**Task:** Pull out all lines from the items below that contain the string "every". Matching is case-sensitive.

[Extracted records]

§

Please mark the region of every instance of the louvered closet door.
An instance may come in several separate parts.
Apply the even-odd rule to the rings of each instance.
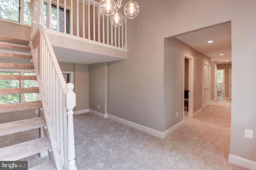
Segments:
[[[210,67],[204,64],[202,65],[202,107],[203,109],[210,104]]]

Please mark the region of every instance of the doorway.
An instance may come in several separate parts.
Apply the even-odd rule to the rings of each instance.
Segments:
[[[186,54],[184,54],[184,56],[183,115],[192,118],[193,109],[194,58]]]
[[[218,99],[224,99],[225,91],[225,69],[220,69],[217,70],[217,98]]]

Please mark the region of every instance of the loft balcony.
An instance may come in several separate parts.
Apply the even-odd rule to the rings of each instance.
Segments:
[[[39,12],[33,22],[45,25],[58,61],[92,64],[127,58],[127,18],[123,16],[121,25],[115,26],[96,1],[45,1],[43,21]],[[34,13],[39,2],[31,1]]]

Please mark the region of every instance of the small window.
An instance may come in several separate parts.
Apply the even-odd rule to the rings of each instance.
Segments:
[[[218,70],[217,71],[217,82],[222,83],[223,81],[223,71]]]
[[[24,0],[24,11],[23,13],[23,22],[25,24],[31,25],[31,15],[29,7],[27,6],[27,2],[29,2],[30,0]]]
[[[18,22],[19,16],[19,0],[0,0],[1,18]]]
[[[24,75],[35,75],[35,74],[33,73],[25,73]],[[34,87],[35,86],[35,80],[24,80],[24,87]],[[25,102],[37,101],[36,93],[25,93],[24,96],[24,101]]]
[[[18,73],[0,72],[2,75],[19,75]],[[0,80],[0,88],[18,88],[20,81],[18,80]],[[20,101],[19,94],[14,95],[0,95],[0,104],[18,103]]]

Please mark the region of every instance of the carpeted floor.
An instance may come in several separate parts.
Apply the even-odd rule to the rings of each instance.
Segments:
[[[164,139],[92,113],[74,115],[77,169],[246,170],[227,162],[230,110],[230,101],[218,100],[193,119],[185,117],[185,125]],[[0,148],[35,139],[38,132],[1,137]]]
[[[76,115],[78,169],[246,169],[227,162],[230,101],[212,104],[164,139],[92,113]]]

§

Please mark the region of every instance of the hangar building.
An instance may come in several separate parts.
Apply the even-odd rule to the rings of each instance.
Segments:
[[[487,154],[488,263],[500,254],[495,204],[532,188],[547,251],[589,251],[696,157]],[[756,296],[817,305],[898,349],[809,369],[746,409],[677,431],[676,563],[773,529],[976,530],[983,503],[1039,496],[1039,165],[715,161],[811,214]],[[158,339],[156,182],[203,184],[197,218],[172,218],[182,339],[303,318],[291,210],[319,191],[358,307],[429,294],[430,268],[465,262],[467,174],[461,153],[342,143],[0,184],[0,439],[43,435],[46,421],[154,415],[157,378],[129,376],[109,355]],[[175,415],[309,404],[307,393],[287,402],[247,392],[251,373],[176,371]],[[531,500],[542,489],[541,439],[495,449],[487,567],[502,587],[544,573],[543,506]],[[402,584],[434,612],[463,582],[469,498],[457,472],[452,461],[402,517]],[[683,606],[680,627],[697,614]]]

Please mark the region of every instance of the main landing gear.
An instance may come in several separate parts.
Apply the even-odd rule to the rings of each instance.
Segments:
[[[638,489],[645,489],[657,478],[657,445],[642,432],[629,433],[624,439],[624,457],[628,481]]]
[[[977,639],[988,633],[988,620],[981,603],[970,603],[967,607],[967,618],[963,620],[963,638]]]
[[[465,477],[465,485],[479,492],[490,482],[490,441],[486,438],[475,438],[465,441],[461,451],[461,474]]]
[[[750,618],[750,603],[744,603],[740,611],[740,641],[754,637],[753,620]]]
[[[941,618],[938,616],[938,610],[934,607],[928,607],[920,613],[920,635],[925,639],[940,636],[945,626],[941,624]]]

§

**Solution to the problem:**
Please mark the region of every instance of the louvered closet door.
Please mark the region of every instance of the doorway.
Please mark the region of every instance of the loft balcony.
Please mark the region of every instance of the small window.
Please mark the region of every instance of the carpeted floor.
Please mark the region of every instance of the hangar building.
Please mark the region of every instance of the main landing gear.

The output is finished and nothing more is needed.